## [ESTRATTO SELEZIONATO]
-.-.-

Brizé condensa in modo a tratti brutalmente disadorno questi elementi prelevati dalle cronache quotidiane degli ultimi anni – e già oggetto in Francia di un’ampia letteratura saggistica e narrativa – e li accentua con uno stile semi-documentaristico in cui il protagonista è filmato sempre da vicino ma la camera a mano si muove di continuo facendolo entrare e uscire dal campo in cui viene contrapposto, praticamente in ogni sequenza, ad altri personaggi da cui dipenderà il suo destino. Inoltre, la scelta di affiancare a Lindon un gruppo di interpreti in larga parte non professionisti, ai quali l’attore si amalgama bene, intende aggiungere un grado ulteriore di autenticità che il doppiaggio italiano rischia di smorzare.

-.-.-

## [SEZIONE DATI]
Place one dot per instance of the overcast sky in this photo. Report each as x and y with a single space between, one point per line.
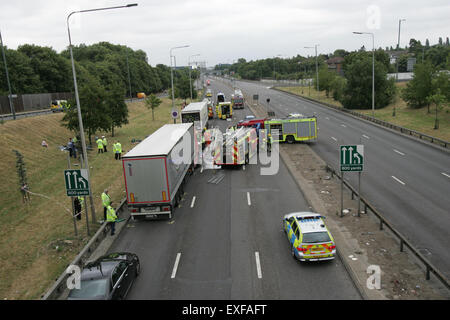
222 31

-.-.-

## [ATTIVITÀ DA SVOLGERE]
**1)** Spiega in una-tre frasi perché, secondo il brano sul film di Brizé, a Lindon viene affiancato un gruppo di interpreti in larga parte non professionisti.
**2)** Traduci in inglese, per favore, questa frase del brano sul film di Brizé: "Inoltre, la scelta di affiancare a Lindon un gruppo di interpreti in larga parte non professionisti, ai quali l’attore si amalgama bene, intende aggiungere un grado ulteriore di autenticità che il doppiaggio italiano rischia di smorzare."
Per rispondere basati soltanto sul brano.

## [I RISULTATI]
**1)** Secondo il brano, la scelta di affiancare a Lindon interpreti in larga parte non professionisti intende aggiungere un grado ulteriore di autenticità. Il brano nota però che il doppiaggio italiano rischia di smorzare questa autenticità.

**2)** Moreover, the choice to place alongside Lindon a group of largely non-professional performers, with whom the actor blends in well, is meant to add a further degree of authenticity that the Italian dubbing risks dampening.